O seu objetivo: Transcreva, do texto sobre a morte de Jesse Gelsinger, o trecho que começa em "Jesse Gelsinger morreu" e vai até "genética durante anos.", incluindo estas palavras.

━━ Excerto selecionado ━━

Jesse Gelsinger morreu após receber um tratamento de terapia genética para uma doença do fígado. A morte desencadeou uma investigação e cautela em torno da terapia genética, acabando por travar a pesquisa durante vários anos.
17 de setembro de 1999: há 26 anos, um adolescente que tinha recebido uma terapia genética experimental morreu.
A morte de Jesse Gelsinger levou a mudanças no processo de ensaios clínicos e também a um ceticismo que viria a travar o campo da terapia genética durante anos.
Jesse Gelsinger tinha 18 anos e sofria de deficiência de ornitina transcarbamilase (OTC), uma doença genética que afeta cerca de 1 em cada 40.000 recém-nascidos. A condição impede o organismo de produzir uma enzima que normalmente decompõe a amónia, um produto natural do metabolismo. Sem esta enzima, a amónia acumula-se no organismo e envenena o sangue.

━━━
━━ Dados extraídos ━━

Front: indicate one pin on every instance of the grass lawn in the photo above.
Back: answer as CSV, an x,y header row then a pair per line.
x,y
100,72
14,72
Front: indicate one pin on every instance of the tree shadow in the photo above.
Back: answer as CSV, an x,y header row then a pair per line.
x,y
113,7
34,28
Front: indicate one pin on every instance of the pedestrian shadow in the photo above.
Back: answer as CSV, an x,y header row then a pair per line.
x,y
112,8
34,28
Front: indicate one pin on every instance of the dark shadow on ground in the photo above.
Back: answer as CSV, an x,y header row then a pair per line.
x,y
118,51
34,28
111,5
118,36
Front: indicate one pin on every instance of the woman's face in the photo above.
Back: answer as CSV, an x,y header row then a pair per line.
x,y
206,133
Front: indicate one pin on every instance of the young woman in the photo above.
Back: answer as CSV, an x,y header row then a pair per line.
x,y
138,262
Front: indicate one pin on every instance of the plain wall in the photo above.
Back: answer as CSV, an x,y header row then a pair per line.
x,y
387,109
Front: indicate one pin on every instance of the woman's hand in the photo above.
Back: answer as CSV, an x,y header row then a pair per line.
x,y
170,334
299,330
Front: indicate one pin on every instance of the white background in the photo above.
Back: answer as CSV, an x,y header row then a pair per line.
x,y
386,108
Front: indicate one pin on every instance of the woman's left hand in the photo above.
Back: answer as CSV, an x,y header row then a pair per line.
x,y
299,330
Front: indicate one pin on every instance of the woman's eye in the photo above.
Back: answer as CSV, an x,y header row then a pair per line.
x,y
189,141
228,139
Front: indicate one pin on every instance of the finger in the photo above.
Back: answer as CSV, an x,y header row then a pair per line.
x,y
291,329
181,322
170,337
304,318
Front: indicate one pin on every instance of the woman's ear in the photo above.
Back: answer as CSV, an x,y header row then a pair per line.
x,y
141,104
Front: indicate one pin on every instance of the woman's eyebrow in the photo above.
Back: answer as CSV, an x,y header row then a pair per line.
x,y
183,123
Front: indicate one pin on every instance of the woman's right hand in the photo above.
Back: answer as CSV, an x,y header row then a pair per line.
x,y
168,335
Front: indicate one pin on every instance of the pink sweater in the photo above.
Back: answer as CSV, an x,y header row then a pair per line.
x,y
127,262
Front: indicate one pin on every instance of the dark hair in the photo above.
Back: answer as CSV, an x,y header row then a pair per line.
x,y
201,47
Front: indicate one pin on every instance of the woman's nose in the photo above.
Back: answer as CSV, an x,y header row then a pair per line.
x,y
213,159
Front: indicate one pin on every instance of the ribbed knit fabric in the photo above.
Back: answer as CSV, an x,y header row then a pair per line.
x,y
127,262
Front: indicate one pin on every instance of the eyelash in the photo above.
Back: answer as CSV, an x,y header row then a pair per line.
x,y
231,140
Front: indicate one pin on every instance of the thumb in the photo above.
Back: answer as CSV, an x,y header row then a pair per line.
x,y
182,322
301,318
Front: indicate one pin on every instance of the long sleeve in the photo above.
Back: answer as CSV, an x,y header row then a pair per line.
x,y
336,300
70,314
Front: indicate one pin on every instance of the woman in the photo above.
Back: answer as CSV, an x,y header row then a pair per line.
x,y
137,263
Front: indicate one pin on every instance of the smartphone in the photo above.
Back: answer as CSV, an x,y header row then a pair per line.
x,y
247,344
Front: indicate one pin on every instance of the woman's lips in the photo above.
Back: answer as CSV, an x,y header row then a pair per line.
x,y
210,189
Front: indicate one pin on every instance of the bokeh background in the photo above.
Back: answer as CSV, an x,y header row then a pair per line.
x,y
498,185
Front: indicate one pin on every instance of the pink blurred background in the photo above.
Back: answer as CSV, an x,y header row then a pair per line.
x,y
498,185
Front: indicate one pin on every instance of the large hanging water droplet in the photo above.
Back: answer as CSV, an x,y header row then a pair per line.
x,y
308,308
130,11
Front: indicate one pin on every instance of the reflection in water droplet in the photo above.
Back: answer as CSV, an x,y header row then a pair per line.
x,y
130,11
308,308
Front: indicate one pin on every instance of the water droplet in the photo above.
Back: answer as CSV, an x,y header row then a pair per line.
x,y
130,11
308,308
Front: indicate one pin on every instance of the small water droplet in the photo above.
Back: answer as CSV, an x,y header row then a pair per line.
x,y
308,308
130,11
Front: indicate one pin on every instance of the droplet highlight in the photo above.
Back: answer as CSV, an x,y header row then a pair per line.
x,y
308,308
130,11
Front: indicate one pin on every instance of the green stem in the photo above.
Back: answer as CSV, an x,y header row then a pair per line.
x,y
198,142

━━━

Resposta ao problema:
Jesse Gelsinger morreu após receber um tratamento de terapia genética para uma doença do fígado. A morte desencadeou uma investigação e cautela em torno da terapia genética, acabando por travar a pesquisa durante vários anos.
17 de setembro de 1999: há 26 anos, um adolescente que tinha recebido uma terapia genética experimental morreu.
A morte de Jesse Gelsinger levou a mudanças no processo de ensaios clínicos e também a um ceticismo que viria a travar o campo da terapia genética durante anos.